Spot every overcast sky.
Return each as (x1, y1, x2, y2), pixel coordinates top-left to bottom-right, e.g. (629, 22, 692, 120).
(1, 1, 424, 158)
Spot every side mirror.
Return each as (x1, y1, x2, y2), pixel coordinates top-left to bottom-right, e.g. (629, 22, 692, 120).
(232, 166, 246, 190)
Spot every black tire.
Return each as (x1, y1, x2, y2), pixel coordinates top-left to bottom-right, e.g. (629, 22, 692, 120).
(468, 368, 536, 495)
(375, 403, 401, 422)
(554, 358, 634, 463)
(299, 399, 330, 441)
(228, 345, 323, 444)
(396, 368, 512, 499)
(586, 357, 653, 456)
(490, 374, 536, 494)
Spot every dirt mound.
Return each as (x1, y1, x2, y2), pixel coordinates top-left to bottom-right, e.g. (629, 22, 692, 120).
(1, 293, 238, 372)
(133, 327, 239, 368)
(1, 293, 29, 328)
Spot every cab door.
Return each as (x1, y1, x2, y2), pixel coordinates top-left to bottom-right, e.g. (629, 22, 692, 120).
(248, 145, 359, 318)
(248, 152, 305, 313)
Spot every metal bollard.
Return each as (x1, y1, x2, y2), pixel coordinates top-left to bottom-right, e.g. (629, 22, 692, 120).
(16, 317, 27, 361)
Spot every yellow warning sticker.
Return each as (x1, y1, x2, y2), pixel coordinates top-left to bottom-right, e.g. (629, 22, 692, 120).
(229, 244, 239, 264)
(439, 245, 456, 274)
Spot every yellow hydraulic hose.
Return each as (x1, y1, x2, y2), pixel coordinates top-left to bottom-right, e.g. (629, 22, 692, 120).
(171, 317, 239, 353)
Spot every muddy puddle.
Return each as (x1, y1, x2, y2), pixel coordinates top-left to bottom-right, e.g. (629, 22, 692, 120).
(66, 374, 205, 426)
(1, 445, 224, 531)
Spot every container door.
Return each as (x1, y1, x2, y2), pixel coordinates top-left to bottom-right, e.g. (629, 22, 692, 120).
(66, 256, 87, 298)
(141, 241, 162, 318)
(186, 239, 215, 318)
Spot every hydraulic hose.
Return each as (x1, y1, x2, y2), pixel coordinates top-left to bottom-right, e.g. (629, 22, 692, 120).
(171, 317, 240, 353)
:::
_What is required:_ Give back exactly the lines of the listing above that run from the line with "Spot every cab door." to the line with "Spot every yellow warning sticker.", inclusive.

_Written answer:_
Spot every cab door.
Return each as (x1, y1, x2, y2), pixel coordinates top-left to bottom-right, e.g. (629, 22, 692, 120).
(248, 145, 359, 318)
(248, 152, 305, 313)
Spot every metal bollard.
Return each as (x1, y1, x2, y2), pixel coordinates top-left to bottom-right, e.g. (629, 22, 692, 120).
(16, 317, 27, 361)
Spot every yellow warning sticker.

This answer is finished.